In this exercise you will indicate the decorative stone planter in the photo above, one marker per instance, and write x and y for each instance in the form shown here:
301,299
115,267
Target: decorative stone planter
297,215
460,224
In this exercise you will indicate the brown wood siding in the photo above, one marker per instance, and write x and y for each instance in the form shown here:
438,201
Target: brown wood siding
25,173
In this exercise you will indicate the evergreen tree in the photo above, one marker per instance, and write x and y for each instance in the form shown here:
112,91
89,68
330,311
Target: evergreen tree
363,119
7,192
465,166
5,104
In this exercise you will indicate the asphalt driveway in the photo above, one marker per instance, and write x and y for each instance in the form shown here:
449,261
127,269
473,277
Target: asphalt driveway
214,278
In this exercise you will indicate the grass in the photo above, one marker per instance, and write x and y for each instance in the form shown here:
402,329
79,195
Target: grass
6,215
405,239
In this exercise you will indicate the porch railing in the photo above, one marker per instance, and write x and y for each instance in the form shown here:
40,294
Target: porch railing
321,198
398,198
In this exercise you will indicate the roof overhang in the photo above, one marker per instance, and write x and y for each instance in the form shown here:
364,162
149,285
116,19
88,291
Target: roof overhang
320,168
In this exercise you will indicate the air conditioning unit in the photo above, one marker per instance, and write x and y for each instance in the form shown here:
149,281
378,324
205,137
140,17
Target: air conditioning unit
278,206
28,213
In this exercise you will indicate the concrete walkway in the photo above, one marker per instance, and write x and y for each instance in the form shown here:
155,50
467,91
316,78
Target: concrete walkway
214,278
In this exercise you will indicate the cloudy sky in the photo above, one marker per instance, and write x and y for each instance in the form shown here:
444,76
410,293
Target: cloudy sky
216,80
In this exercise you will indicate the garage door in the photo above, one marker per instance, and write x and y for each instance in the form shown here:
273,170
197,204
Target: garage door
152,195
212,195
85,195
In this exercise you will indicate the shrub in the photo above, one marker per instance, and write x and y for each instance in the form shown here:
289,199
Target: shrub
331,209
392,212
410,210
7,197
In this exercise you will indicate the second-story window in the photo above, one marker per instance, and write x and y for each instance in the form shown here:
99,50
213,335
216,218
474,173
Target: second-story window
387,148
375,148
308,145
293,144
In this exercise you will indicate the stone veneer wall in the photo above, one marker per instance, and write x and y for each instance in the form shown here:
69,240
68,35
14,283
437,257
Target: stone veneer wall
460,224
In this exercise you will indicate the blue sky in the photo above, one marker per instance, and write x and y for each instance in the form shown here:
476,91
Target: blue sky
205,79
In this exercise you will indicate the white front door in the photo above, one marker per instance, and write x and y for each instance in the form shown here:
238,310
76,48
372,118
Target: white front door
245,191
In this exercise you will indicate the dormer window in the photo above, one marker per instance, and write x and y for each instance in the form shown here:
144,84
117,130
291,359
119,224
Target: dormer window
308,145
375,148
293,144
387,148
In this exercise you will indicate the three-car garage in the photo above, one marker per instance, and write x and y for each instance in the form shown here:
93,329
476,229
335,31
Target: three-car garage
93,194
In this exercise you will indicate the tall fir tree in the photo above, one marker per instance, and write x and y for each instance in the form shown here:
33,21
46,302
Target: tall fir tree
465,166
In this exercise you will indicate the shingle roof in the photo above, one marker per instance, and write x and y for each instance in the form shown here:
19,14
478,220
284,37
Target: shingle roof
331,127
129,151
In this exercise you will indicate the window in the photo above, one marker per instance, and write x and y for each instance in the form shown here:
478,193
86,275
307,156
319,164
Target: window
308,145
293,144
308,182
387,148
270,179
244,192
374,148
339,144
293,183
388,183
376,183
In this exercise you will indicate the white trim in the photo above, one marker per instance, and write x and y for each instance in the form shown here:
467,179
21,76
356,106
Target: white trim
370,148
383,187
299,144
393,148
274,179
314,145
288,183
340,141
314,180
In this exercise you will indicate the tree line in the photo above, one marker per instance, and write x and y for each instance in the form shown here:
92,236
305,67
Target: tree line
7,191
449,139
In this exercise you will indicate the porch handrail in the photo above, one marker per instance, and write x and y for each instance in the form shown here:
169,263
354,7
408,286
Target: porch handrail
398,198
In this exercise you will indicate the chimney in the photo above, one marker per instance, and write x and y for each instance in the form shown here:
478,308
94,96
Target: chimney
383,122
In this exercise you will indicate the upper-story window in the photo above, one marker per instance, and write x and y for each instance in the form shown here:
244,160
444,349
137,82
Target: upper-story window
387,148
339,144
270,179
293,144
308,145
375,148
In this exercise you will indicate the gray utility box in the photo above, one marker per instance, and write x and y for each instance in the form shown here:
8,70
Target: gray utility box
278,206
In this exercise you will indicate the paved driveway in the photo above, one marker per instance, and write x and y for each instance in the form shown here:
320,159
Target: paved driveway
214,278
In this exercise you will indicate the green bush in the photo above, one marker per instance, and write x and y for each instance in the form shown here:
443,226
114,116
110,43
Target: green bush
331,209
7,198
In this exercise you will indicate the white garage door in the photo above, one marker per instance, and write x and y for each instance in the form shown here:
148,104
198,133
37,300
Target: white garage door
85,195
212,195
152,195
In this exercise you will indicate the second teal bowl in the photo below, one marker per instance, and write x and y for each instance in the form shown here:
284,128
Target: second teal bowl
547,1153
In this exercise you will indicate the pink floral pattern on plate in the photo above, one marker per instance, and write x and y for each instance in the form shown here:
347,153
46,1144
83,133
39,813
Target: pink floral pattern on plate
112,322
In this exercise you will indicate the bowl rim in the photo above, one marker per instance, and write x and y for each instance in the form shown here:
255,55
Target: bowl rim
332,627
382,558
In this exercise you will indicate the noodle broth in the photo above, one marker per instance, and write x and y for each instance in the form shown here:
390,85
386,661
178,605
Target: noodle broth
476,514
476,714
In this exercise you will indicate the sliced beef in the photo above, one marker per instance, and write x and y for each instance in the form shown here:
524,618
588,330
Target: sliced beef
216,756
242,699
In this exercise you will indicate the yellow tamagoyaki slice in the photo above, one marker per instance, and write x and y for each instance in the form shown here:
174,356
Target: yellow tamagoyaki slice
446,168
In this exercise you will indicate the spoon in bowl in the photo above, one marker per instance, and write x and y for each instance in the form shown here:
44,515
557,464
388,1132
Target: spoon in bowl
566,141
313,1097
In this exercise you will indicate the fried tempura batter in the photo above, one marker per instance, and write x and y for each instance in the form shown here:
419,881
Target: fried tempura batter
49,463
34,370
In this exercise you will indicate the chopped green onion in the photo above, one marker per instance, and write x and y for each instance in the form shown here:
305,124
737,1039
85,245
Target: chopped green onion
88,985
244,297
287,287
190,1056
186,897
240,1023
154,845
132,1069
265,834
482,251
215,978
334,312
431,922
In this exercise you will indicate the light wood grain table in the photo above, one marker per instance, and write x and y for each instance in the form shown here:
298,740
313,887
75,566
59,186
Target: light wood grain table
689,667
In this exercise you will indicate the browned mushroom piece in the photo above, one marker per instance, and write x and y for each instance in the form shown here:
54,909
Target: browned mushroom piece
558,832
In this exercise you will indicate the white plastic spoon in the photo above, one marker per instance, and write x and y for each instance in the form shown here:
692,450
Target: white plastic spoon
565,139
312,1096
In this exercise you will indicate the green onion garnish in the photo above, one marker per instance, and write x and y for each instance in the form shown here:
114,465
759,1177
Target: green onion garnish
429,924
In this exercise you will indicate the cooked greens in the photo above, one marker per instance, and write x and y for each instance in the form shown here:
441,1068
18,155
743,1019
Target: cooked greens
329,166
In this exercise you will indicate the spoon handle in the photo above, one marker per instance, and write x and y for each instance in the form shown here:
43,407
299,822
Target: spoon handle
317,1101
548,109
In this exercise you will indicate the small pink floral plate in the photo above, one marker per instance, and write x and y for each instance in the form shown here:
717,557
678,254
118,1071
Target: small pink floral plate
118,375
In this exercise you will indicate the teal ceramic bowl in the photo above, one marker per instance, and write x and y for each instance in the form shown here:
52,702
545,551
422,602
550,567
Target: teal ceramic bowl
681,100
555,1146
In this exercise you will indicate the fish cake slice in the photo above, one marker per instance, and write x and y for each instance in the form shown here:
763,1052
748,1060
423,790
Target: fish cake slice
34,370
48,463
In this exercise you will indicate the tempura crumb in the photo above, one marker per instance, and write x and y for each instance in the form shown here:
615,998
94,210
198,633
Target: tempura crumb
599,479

□ □ □ □

• [Exercise directions]: Take the entries above and return only the lines from the one with "Target: gray utility box" to the one with "In this exercise you will indicate the pink", both included, unchanged.

• [Answer box]:
Target: gray utility box
278,206
In this exercise you will indicate the paved driveway in the photo above, one marker per instance, and write x and y for each instance in the form shown here:
320,159
Target: paved driveway
214,278
In this exercise you will indicate the green bush in the photo above, one marker per instance, and write x and y for each instance in the form shown here:
443,226
114,116
110,43
Target: green bush
331,209
7,198
In this exercise you will indicate the white garage door in the photo above, one marker per instance, and write x and y for each instance in the form shown here:
148,104
198,133
37,300
Target: white garage door
85,195
212,195
152,195
In this exercise you will indicate the second teal bowl in the photo below, one marker per instance, and write x and y for each instance in the form shown here:
284,128
Target: second teal bowl
547,1153
In this exercise you will indicate the pink floral pattern on plate in the photo above, one marker per instance, and write x and y for each instance in the form shown here:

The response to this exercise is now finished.